-- INSTRUCTIONS FOR THE TASK --
Give the entries again, exactly as written.

-- RAW DATA --
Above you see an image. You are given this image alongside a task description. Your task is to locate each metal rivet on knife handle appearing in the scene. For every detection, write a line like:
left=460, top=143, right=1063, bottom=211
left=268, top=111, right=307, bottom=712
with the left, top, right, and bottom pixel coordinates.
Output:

-- SOLUTION TO THE PROBLEM --
Above you see an image. You are given this image alongside a task description. Your task is to locate each metal rivet on knife handle appearing in the scene. For every detection, write a line like:
left=460, top=143, right=1063, bottom=211
left=268, top=111, right=307, bottom=712
with the left, top, right, and bottom pixel coordinates.
Output:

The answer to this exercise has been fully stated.